══ THE INPUT ══
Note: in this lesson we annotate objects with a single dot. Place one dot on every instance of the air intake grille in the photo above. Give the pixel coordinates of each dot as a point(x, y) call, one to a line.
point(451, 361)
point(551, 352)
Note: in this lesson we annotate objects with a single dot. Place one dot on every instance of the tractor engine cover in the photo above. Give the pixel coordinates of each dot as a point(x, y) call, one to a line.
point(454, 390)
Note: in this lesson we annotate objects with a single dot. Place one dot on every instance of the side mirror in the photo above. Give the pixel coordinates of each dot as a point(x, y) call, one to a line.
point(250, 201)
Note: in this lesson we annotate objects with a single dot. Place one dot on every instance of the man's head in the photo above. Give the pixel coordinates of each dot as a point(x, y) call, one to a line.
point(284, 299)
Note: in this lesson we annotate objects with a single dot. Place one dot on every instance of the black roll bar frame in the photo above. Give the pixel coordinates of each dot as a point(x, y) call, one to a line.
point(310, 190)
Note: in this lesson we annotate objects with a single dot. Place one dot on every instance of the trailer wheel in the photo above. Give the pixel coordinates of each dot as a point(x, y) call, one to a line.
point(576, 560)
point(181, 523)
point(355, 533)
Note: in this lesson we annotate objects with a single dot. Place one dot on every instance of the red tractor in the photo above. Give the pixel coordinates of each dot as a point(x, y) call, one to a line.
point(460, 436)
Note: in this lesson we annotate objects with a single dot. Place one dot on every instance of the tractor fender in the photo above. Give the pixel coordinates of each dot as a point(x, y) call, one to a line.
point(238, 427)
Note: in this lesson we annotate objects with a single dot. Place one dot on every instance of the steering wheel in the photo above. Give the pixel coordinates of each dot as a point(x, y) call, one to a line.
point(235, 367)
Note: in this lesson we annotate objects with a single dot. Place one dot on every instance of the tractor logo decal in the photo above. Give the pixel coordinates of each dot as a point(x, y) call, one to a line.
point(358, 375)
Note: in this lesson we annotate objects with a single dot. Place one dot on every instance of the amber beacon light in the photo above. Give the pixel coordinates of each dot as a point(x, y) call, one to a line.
═══
WORK INSTRUCTIONS
Copy out the lines above word for word, starting with the first one and ending with the line that contains "point(551, 352)".

WORKED SOLUTION
Note: in this lesson we annotate objects with a single dot. Place one dot on every instance of the air intake grille in the photo above. Give the pixel coordinates of each dot as a point(x, y) call, one to a line.
point(451, 361)
point(551, 352)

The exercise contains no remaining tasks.